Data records

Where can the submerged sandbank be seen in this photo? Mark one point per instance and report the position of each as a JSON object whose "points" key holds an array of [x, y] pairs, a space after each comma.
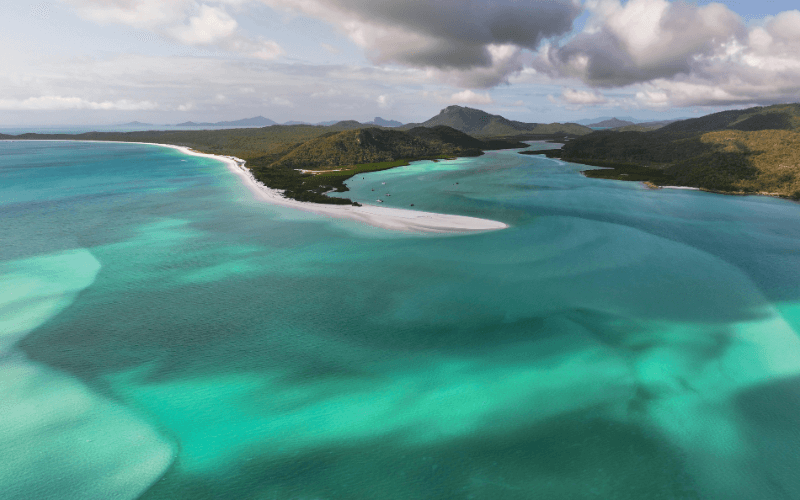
{"points": [[388, 218]]}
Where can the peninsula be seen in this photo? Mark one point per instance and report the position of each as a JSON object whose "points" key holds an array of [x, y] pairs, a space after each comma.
{"points": [[750, 151]]}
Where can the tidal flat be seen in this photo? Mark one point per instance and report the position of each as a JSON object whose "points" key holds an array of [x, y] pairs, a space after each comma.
{"points": [[168, 336]]}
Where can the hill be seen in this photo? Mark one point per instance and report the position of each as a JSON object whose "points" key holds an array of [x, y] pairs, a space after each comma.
{"points": [[482, 124], [778, 117], [275, 154], [257, 121], [374, 145], [386, 123], [612, 123], [756, 150]]}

Your task: With images omitted, retype the data word for word.

Exercise output:
Where can the submerged sandbank be seen in this photo? Mark one point per instance and report the position of each as a JSON object whose "points" key holds an array of [x, y] pairs, a space after each comma.
{"points": [[388, 218]]}
Where can the peninsula be seen in this photo? Mark one point per instance and report the position of each as a JSON object whose "points" key holds an array of [x, y] pairs, a space after each comma.
{"points": [[750, 151]]}
Where can the tidal flat be seen in this photo? Mark one point per instance and report the position of each as a JSON object whose "points" key holds an array of [x, y] pairs, a space after each comma.
{"points": [[168, 336]]}
Where can the hill be seen in this photo? Mark one point per instance and report the position of each as a JSON object whose "points" key holds an array of [x, y] pairs, a space after each comma.
{"points": [[482, 124], [778, 117], [275, 154], [257, 121], [374, 145], [386, 123], [612, 123], [756, 150]]}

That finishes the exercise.